____ Page text
Location, Location, Location
Adding spreadsheet data to a map and displaying house price index data
They say that the three most important things in real estate are location, location, location. I always trot that one out at the beginning of a semester and extend it to most everything we do at Lincoln, but in this post we’ll look at this in its natural habitat – house prices.
CoreLogic released their monthly House Price Index report on Thursday so I took this as an opportunity to see how easy it would be to grab their data and map it.
A quick Google search on “zealand house price index” took me to a download page for the report. Much to my surprise, what I eventually got was not a PDF report but an Excel spreadsheet, almost ready for mapping – huzzah!
Two sheets in this spreadsheet, one that breaks down the average current value of house prices, 12 month change (%) and 3 month change (%) by territorial local authority (TLA) up to February 2024:
And the second sheet strips away some of the nice formatting and leaves us just the facts, ma’am:
According to CoreLogic, “(b)y calculating the average property value in each area, comparisons can be made with previous periods.” My aim here is to be able to map these data to add the visual dimension and hopefully help us understand the data better. I’m a big fan of data but tables of numbers only get me so far.
To map these values, I’m going to need some spatial data to attach them to. Since the CoreLogic data are based on the TLAs, I’m planning on using the most recent layer I can get my hands on – found here on the StatsNZ data portal (and there’s a copy in J:\Data\Administrative_Boundaries). Here it is on the map with the table open:
One thing that I can already see will need some attention is that the TLA names in this layer all have “District” or “City” at the end while the CoreLogic entries don’t – I’ll need to have a one-to-one match later for things to work.
I’m happier with this second Excel sheet as there’s less I need to do to it to get it ready for mapping as it’s got less formatting. The key thing when adding spreadsheets to Pro is that the first line is attribute names with no fancy-schmansy characters or spaces, no numbers to start an attribute name, and all data are arranged in columns, with a single line for each record. I still need to do a bit of work, specifically
- Give each column an attribute name
- Remove the region names (e.g. “CANTERBURY**”)
- Make sure the territorial names match what I’ve got in my spatial data layer
On closer inspection, I had a bit more work to do to get this ready. The main issue is that CoreLogic breaks some areas down finer than the TLA layer does. As an example, the Christchurch TLA shows the full extent of the city council area:
But CoreLogic breaks their data down into several smaller areas for the larger urban centres, e.g.:
I’ll need to think carefully at how to handle these. My best option would appear to be using, in this case, the Christchurch values of $758,452/1.6% for the whole of the CCC area (and others). That’s a painful extra step I wasn’t counting on. Since I’ll need one-to-one matches between the spreadsheet and the spatial layer, I had to add “District” or “City” onto each TLA value (“Auckland” has neither, they think they’re sooooo special).
________
____ Entries
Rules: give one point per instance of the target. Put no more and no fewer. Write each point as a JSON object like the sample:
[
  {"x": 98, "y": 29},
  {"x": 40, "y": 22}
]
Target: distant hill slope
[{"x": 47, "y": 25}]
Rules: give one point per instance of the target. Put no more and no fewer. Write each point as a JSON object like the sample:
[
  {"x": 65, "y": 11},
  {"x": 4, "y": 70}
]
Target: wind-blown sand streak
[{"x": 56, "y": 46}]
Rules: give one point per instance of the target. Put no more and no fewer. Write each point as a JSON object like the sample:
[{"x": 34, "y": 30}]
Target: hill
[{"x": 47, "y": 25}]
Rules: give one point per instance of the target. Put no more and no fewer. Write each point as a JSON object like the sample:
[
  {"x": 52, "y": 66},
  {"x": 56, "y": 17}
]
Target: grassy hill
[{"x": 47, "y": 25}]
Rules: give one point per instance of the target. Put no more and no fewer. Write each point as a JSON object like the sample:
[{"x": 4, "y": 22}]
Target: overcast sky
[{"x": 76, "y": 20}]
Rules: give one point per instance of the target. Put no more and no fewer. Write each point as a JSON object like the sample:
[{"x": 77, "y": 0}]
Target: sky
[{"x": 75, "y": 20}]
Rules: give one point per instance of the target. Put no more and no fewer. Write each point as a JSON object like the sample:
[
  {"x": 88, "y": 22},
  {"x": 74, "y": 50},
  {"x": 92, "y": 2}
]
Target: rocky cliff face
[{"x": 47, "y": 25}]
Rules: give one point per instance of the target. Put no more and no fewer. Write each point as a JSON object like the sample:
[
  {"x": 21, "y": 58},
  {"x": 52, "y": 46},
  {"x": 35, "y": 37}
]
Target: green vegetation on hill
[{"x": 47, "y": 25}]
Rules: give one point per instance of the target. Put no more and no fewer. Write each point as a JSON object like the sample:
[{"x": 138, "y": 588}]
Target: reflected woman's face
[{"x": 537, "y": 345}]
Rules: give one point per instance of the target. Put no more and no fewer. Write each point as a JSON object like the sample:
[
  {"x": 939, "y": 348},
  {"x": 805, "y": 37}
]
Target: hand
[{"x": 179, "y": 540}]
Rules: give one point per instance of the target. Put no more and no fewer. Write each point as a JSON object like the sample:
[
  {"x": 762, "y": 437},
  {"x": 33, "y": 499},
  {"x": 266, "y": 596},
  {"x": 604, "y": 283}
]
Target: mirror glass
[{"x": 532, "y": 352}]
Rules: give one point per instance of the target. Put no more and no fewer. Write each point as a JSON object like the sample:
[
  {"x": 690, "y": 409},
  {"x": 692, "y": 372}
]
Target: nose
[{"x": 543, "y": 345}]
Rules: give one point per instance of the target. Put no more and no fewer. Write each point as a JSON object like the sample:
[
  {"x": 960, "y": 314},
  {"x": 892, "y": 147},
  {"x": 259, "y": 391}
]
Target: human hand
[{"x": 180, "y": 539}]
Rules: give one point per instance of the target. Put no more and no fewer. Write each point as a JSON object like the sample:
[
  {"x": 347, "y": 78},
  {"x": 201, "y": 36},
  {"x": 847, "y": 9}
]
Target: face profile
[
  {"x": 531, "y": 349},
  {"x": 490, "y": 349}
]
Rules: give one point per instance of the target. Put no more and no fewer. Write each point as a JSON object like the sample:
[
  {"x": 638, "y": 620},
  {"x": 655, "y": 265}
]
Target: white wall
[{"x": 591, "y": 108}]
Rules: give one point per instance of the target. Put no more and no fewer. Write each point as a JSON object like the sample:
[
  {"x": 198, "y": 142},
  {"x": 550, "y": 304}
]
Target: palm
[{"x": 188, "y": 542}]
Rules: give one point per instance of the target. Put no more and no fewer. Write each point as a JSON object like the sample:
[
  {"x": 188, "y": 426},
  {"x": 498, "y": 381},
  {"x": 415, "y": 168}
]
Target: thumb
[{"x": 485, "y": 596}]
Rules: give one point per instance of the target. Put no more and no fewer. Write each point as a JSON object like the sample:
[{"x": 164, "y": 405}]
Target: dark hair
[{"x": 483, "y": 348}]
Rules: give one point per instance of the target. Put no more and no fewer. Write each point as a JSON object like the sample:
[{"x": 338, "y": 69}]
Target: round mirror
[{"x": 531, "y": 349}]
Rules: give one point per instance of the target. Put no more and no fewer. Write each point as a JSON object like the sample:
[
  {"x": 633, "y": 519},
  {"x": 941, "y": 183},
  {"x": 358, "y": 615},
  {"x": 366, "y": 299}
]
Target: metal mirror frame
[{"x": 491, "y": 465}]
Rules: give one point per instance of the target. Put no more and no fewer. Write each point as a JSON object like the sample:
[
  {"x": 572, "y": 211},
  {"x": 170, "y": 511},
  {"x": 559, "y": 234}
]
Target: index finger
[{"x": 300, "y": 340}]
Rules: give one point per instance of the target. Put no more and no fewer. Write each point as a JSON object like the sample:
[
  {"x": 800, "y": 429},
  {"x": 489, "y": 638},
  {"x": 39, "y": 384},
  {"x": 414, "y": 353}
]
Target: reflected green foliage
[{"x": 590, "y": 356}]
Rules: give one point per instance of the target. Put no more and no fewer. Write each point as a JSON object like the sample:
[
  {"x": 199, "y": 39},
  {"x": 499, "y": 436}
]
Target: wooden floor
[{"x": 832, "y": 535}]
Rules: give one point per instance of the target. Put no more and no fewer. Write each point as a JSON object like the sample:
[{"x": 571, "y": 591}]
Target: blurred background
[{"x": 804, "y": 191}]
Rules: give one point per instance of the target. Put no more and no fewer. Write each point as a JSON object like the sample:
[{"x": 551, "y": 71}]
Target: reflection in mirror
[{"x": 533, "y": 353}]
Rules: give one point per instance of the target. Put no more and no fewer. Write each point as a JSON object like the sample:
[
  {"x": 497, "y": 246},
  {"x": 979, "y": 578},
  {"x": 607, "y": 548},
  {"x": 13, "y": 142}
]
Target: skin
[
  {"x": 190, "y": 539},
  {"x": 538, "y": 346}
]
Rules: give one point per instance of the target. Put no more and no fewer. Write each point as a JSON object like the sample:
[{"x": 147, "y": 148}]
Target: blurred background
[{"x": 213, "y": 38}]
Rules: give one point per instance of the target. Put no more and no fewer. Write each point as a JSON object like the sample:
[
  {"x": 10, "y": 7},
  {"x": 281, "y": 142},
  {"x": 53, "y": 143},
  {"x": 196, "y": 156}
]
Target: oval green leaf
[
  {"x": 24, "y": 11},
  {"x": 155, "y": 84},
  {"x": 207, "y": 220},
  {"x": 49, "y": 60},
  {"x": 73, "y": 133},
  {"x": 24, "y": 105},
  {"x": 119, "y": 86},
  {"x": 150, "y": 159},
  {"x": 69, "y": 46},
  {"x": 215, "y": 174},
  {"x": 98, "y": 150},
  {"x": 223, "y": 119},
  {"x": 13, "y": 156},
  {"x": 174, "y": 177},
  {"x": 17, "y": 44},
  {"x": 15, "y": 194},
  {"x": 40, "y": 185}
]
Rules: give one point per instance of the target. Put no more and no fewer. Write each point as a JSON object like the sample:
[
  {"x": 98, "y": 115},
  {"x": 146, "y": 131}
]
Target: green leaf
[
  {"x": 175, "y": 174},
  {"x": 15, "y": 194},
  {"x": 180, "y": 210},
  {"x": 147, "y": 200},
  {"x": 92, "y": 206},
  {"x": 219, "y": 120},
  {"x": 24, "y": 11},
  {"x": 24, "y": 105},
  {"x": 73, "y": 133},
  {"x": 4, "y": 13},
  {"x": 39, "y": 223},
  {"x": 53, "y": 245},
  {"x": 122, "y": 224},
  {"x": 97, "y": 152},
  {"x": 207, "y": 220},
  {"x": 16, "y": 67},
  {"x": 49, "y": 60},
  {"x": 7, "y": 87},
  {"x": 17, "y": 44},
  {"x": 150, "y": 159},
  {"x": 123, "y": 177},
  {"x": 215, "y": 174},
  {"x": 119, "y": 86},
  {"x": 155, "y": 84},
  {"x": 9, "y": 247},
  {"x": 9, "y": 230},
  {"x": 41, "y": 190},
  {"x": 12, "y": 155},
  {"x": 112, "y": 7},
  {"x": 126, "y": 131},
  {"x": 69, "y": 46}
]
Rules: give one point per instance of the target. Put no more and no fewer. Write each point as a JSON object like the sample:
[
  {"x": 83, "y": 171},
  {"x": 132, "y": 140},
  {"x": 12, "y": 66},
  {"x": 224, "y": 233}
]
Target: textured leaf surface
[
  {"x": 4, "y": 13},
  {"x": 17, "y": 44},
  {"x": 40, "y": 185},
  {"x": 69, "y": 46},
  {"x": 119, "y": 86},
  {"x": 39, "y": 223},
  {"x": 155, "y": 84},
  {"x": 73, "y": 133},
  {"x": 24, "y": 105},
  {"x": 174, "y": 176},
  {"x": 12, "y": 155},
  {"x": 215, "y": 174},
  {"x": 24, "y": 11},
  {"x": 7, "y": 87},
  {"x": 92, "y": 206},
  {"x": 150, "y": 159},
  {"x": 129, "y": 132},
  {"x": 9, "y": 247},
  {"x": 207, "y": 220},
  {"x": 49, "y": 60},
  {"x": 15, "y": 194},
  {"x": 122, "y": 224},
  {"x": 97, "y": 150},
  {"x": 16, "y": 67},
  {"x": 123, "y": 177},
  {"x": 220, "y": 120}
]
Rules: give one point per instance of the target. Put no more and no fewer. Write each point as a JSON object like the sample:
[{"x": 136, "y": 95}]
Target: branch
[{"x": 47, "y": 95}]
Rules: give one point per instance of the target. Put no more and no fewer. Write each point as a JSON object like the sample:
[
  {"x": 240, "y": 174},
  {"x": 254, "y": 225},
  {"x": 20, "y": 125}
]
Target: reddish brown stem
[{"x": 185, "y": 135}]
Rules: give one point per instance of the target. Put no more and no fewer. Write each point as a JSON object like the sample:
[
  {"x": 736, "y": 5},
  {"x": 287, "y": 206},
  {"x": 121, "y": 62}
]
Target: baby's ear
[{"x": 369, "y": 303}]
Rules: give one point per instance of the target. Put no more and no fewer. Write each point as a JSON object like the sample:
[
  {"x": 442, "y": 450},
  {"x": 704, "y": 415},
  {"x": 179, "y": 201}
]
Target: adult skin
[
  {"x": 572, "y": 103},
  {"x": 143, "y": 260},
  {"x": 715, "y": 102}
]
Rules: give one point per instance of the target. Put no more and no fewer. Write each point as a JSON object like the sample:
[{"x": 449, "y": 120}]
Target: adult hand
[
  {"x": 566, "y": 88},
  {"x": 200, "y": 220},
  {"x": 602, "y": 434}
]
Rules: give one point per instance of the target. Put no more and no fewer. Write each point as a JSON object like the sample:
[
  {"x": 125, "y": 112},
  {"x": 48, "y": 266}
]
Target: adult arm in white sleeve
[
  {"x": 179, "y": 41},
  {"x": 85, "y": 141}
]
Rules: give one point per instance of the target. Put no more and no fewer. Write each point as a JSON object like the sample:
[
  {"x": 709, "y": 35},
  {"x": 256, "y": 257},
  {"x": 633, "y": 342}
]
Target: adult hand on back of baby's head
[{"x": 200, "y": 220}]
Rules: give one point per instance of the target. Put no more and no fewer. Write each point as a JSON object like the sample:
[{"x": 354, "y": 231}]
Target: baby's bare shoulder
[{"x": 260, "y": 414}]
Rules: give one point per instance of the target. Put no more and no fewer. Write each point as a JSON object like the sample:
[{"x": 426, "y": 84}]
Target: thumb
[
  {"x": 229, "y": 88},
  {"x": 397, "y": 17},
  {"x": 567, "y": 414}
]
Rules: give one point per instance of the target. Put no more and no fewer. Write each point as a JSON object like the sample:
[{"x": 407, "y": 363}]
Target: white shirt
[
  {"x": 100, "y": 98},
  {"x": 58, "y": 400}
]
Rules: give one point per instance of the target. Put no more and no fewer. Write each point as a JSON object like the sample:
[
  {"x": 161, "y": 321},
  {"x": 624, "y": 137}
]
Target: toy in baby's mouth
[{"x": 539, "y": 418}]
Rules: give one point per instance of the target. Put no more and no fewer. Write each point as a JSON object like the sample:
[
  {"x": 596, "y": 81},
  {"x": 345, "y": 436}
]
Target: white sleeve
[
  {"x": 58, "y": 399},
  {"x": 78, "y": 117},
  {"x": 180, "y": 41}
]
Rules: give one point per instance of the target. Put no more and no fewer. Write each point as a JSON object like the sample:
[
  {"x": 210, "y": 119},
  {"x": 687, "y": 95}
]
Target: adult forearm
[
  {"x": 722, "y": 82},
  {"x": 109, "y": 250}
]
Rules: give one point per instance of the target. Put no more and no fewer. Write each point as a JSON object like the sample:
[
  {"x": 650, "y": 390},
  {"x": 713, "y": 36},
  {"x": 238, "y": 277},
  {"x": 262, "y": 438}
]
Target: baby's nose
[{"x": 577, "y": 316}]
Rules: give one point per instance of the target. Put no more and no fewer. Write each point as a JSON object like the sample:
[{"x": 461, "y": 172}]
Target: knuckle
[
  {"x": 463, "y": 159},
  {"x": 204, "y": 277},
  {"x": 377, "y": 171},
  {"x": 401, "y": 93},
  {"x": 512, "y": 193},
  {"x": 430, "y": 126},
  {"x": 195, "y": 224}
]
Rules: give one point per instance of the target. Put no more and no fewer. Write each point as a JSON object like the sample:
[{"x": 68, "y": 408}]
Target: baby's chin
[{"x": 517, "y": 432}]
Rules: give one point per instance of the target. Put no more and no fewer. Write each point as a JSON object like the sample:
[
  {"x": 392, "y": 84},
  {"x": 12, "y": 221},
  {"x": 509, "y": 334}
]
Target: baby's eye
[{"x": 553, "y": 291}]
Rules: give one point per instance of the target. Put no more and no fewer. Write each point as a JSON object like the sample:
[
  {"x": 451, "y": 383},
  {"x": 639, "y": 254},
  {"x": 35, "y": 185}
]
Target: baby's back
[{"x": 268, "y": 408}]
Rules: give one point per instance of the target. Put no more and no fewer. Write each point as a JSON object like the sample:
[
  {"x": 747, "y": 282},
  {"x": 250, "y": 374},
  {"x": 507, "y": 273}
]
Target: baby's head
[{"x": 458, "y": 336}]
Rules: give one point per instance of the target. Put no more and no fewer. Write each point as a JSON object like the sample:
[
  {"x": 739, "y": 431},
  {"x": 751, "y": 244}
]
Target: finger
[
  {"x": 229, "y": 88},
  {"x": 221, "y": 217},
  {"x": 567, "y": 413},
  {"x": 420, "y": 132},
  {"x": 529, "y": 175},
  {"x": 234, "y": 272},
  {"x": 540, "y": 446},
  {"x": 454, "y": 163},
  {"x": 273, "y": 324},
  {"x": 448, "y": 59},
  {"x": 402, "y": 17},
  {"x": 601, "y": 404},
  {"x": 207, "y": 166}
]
________
## Exercise tasks
a) Repeat, word for word, the part of the house price mapping post that opens with the words containing "- Make sure" and closes with "they’re sooooo special).".
b) In the house price mapping post, which steps were still needed to ready the second spreadsheet sheet for mapping?

## Answers provided
a)
- Make sure the territorial names match what I’ve got in my spatial data layer
On closer inspection, I had a bit more work to do to get this ready. The main issue is that CoreLogic breaks some areas down finer than the TLA layer does. As an example, the Christchurch TLA shows the full extent of the city council area:
But CoreLogic breaks their data down into several smaller areas for the larger urban centres, e.g.:
I’ll need to think carefully at how to handle these. My best option would appear to be using, in this case, the Christchurch values of $758,452/1.6% for the whole of the CCC area (and others). That’s a painful extra step I wasn’t counting on. Since I’ll need one-to-one matches between the spreadsheet and the spatial layer, I had to add “District” or “City” onto each TLA value (“Auckland” has neither, they think they’re sooooo special).

b)
- Give each column an attribute name
- Remove the region names (e.g. "CANTERBURY**")
- Make sure the territorial names match what I've got in my spatial data layer